╭─ DATA IN THIS EXERCISE
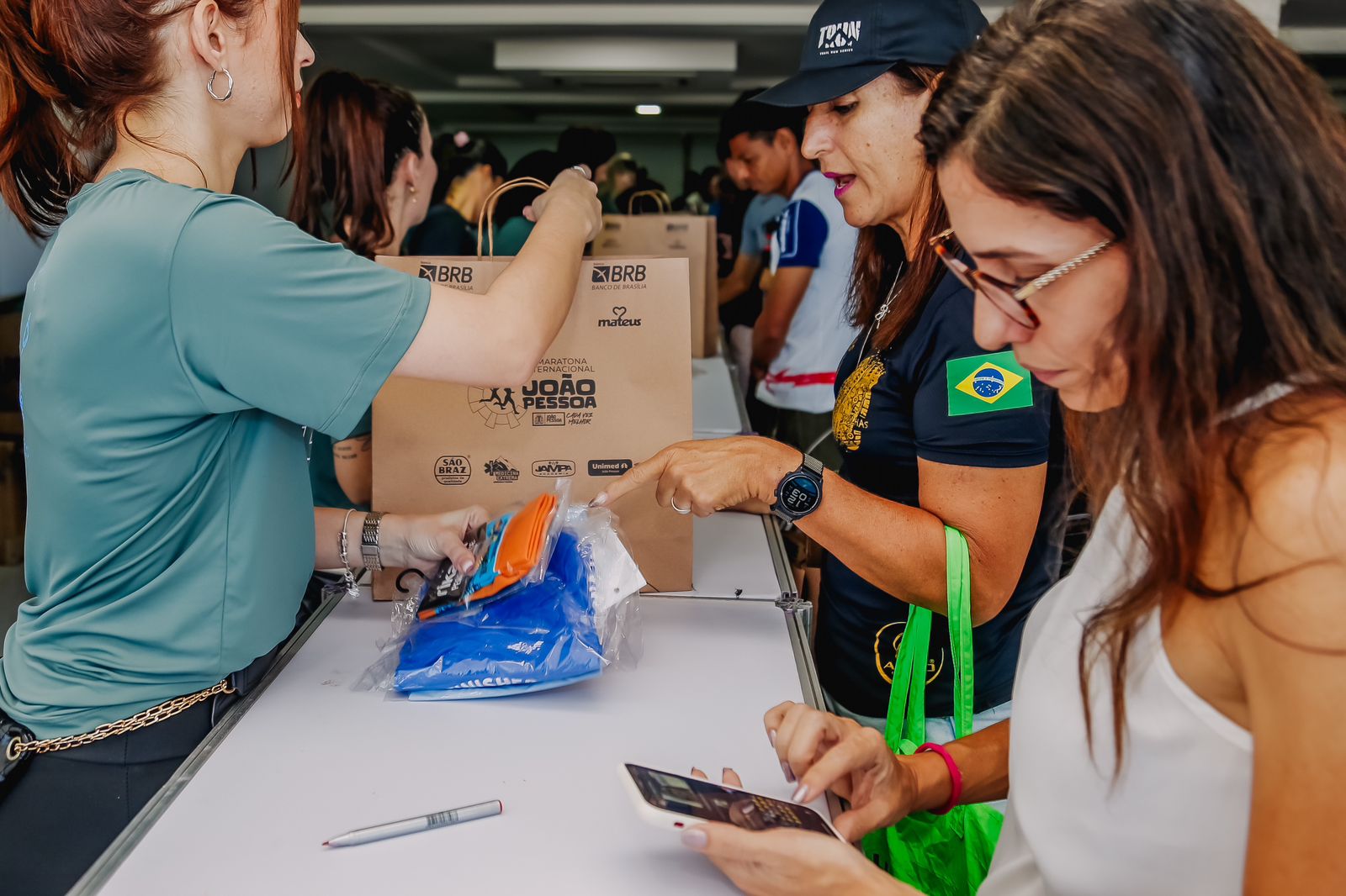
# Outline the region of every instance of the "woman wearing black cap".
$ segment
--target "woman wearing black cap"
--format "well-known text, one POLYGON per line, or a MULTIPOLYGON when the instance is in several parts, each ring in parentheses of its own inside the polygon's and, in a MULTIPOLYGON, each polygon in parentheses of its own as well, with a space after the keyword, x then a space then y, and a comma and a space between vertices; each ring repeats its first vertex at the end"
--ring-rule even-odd
MULTIPOLYGON (((1035 0, 922 137, 977 336, 1078 414, 1102 509, 1024 631, 1012 722, 895 757, 778 706, 797 796, 848 798, 853 838, 1008 794, 981 896, 1341 892, 1341 110, 1233 0, 1035 0)), ((684 839, 750 893, 910 892, 820 834, 684 839)))
POLYGON ((1011 354, 977 346, 972 291, 929 245, 949 225, 917 137, 921 116, 942 66, 984 24, 970 0, 829 0, 813 17, 801 71, 758 97, 809 106, 804 155, 861 229, 849 299, 836 297, 849 301, 861 334, 836 377, 843 465, 821 475, 821 500, 812 511, 783 507, 778 486, 801 467, 800 452, 758 437, 673 445, 607 491, 611 499, 660 480, 665 506, 699 515, 774 505, 817 541, 826 552, 818 674, 835 712, 865 725, 884 725, 909 607, 934 611, 934 743, 954 737, 940 615, 945 526, 964 533, 970 552, 975 728, 1008 717, 1024 619, 1061 570, 1055 401, 1011 354))

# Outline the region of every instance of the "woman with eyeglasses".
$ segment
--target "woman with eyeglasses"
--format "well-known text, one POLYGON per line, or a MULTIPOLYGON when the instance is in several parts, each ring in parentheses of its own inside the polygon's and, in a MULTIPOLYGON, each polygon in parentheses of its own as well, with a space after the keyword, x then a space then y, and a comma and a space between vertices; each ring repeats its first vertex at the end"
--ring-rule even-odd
╰─
WHAT TO PRODUCE:
Write out all of the lines above verbatim, omitting the pictures.

THE SOLUTION:
# Outline the region of every instance of the "woman wearing black cap".
$ segment
--target "woman wearing black cap"
--format "well-known text, one POLYGON per line, or a MULTIPOLYGON when the instance is in several parts, each ring in parentheses of its own inside the polygon's and, in a MULTIPOLYGON, each polygon in parentheses of its own as well, with a space after the keyword, x then a space then y, and a comma and a space between vertices; each ring repeats its first vertex at the end"
--ring-rule even-odd
MULTIPOLYGON (((1035 0, 922 137, 977 336, 1078 414, 1102 509, 1024 631, 1012 722, 895 757, 778 706, 797 796, 848 798, 853 838, 1008 794, 981 896, 1341 892, 1341 110, 1233 0, 1035 0)), ((684 839, 750 893, 910 892, 820 834, 684 839)))
POLYGON ((1011 354, 977 346, 972 291, 929 245, 949 225, 917 137, 921 116, 942 66, 984 24, 970 0, 829 0, 813 17, 801 71, 758 97, 809 106, 804 155, 861 229, 849 299, 836 297, 849 301, 861 334, 836 377, 843 465, 821 475, 821 500, 812 511, 783 507, 778 486, 801 467, 800 452, 758 437, 673 445, 607 491, 611 499, 660 480, 665 506, 699 515, 774 505, 817 541, 826 552, 818 674, 835 712, 865 725, 884 725, 909 607, 934 611, 934 743, 954 737, 940 615, 945 526, 964 533, 970 552, 975 728, 1008 717, 1024 619, 1061 570, 1055 401, 1011 354))

# Outline the region of every instance of the "woman with eyeglasses".
$ segment
--target "woman with eyeglasses"
--format "well-known text, one POLYGON per line, or a MULTIPOLYGON when the instance is in several parts, each ring in parentheses of its own inside the polygon's and, in a MULTIPOLYGON, each polygon in parentheses of its own as well, with a space after the keyword, x then a space then y, and a comma and a space between vertices; each ring repeats its first vertex at the end"
--ring-rule even-odd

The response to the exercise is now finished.